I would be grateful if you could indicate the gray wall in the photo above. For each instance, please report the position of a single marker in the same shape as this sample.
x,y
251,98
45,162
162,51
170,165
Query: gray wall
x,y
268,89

Exercise objective: Reproduce the items above word for word, keeping every line and its order unchanged.

Reply:
I would be grateful if you could indicate the gray wall in the photo above. For each instance, please report the position of a single marker in the same shape as this sample.
x,y
251,98
45,162
162,51
170,165
Query: gray wall
x,y
268,89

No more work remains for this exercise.